- **YOUR GOAL**
Set down, word for word, the stretch of the Irvine Phillips text below from "Irvine Lewis Phillips" through "Football All-America Team.".

California Golden Bears
- Position: End

Personal information
- Born: June 10, 1905
- Died: April 4, 1999 (aged 93)

Career information
- College: California (1926–1928)

Awards and highlights
- Consensus All-American (1928); Third-team All-American (1927); 2× First-team All-PCC (1927, 1928);

= Irvine Phillips =

American football player (1905–1999)

Irvine Lewis Phillips Sr. (June 10, 1905 – April 4, 1999) was an American football player. He played college football at University of California, Berkeley and was a consensus selection at the end position on the 1928 College Football All-America Team.

Phillips was raised in Salinas, California. He enrolled at the University of California in the Class of 1929. While at Berkeley, Phillips was a member of Sigma Alpha Epsilon, Skull and Keys, Theta Tau, Winged Helmet, Beta Beta, the Big "C" Society, the Athletic Council, the Vigilance Committee, and the Senior Peace Committee. He was also a member of the football and track teams, receiving three varsity letters in each sport and serving as captain of the football team in his senior year. After the 1927 season, Phillips was selected as a second-team All-American by the Central Press Association, and a third-string All-American by the Associated Press. Following his senior year, he was also selected as a consensus first-team All-American\.

- **STORED DATA**
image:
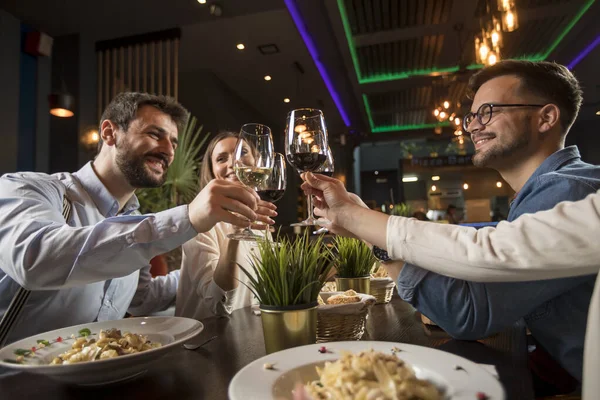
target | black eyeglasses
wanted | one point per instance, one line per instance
(484, 113)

- **ANSWER TO THE PROBLEM**
Irvine Lewis Phillips Sr. (June 10, 1905 – April 4, 1999) was an American football player. He played college football at University of California, Berkeley and was a consensus selection at the end position on the 1928 College Football All-America Team.